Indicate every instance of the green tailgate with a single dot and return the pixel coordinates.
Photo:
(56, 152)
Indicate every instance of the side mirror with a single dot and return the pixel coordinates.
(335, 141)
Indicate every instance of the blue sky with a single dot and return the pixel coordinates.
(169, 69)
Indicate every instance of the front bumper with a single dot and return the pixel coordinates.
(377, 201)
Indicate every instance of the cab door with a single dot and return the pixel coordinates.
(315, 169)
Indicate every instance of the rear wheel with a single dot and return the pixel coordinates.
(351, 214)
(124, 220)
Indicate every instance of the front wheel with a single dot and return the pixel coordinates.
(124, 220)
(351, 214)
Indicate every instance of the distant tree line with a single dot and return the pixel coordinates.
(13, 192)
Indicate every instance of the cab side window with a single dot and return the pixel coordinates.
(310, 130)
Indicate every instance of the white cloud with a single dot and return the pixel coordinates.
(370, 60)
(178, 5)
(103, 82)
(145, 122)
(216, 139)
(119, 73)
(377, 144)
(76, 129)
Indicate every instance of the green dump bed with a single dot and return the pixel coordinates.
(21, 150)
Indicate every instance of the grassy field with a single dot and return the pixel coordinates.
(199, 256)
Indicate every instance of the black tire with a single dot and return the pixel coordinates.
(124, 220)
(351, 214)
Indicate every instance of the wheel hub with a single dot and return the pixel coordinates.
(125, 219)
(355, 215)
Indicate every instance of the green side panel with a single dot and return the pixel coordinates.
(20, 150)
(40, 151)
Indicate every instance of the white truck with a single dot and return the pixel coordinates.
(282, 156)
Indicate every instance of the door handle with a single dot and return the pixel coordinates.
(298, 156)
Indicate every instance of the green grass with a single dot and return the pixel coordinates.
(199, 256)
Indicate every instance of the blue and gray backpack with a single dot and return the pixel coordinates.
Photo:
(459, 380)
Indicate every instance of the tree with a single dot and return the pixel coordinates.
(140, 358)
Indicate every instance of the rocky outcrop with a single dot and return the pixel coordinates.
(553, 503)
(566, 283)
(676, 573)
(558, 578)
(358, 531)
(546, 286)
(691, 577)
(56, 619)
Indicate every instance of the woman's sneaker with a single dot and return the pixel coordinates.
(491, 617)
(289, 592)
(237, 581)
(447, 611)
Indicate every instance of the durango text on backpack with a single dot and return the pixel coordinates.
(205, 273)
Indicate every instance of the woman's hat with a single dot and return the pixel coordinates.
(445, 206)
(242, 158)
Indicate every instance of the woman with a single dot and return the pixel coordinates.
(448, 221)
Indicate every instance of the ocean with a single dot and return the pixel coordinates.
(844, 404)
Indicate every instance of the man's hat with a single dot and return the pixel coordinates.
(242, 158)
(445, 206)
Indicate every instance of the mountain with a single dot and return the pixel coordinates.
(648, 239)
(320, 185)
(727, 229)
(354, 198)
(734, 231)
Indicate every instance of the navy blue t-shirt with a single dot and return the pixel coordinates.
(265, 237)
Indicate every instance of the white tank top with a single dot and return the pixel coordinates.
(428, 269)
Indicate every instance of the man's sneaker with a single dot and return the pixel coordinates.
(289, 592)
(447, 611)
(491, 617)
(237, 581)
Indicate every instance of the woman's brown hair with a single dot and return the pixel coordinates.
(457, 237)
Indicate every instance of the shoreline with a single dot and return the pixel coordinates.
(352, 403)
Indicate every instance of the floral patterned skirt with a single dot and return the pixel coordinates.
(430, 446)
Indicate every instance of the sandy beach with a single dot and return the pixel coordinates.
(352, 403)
────────
What you are asked to do:
Return all the lines shown above, precisely as they stand.

Exercise response:
Indicate every instance of the green tailgate with a single dot and return the pixel coordinates.
Photo:
(56, 152)
Indicate every instance of the side mirror with a single dot and return the pixel coordinates.
(335, 141)
Indicate every instance of the blue sky with a single dot and return the pixel coordinates.
(169, 69)
Indicate every instance of the front bumper with a single dot and return the pixel coordinates.
(377, 201)
Indicate every instance of the cab door with a single dot and return the pixel coordinates.
(315, 169)
Indicate every instance of the rear wheel with a single dot and return the pixel coordinates.
(351, 214)
(124, 220)
Indicate every instance of the front wheel with a single dot and return the pixel coordinates.
(124, 220)
(351, 214)
Indicate every instance of the distant tree line with a single dot and return the pixel coordinates.
(13, 192)
Indicate every instance of the cab side window with a single dot and return the pixel coordinates.
(310, 130)
Indicate every instance of the white cloud with a single dot and return the pixel coordinates.
(370, 60)
(178, 5)
(103, 82)
(145, 122)
(216, 139)
(119, 73)
(377, 144)
(76, 129)
Indicate every instance of the green dump bed with a single dot and return the pixel coordinates.
(21, 150)
Indicate every instance of the grassy field with a single dot and return the pixel coordinates.
(199, 256)
Indicate every instance of the black tire with a single dot and return the pixel coordinates.
(124, 220)
(351, 214)
Indicate every instance of the wheel hub with a single dot and return the pixel coordinates.
(125, 219)
(355, 215)
Indicate every instance of the green side panel with a single dot and return the pixel coordinates.
(20, 150)
(40, 151)
Indicate every instance of the white truck with a single dot and return the pixel coordinates.
(282, 156)
Indicate every instance of the door handle with a single dot and return the pixel coordinates.
(298, 156)
Indicate every instance of the green grass with a single dot and return the pixel coordinates.
(199, 256)
Indicate every instance of the blue and gray backpack with a single dot and return the pixel coordinates.
Photo:
(459, 380)
Indicate every instance of the tree with a single dot and return the pixel coordinates.
(140, 358)
Indicate every instance of the rocky outcrop with a single dot and return the pixel coordinates.
(553, 503)
(566, 283)
(676, 573)
(558, 578)
(358, 531)
(546, 286)
(691, 577)
(56, 619)
Indicate every instance of the woman's sneaker with a single dot and return the pixel coordinates.
(491, 617)
(289, 592)
(237, 581)
(447, 611)
Indicate every instance of the durango text on backpack with a single dot and return the pixel coordinates.
(205, 273)
Indicate every instance of the woman's hat with a single dot and return the pixel coordinates.
(445, 206)
(242, 158)
Indicate every instance of the woman with a single dot and return the pixel coordinates.
(448, 221)
Indicate every instance of the ocean with a single dot and return the pixel coordinates.
(844, 404)
Indicate every instance of the man's hat with a single dot and return the pixel coordinates.
(242, 158)
(445, 206)
Indicate every instance of the mountain with a single dot and return the pixel coordinates.
(648, 239)
(320, 185)
(727, 229)
(354, 198)
(734, 231)
Indicate every instance of the navy blue t-shirt with a single dot and return the pixel coordinates.
(265, 237)
Indicate every instance of the white tank top with a single dot and return the pixel coordinates.
(428, 269)
Indicate every instance of the man's sneaker with a single dot and return the pixel coordinates.
(289, 592)
(447, 611)
(491, 617)
(237, 581)
Indicate every instance of the woman's brown hair with a single dot and return the pixel coordinates.
(457, 237)
Indicate every instance of the shoreline with a single dot and return the pixel coordinates.
(352, 403)
Indicate every instance of the floral patterned skirt with a single dot and return the pixel coordinates.
(430, 446)
Indicate every instance of the sandy beach with a single dot and return the pixel coordinates.
(352, 403)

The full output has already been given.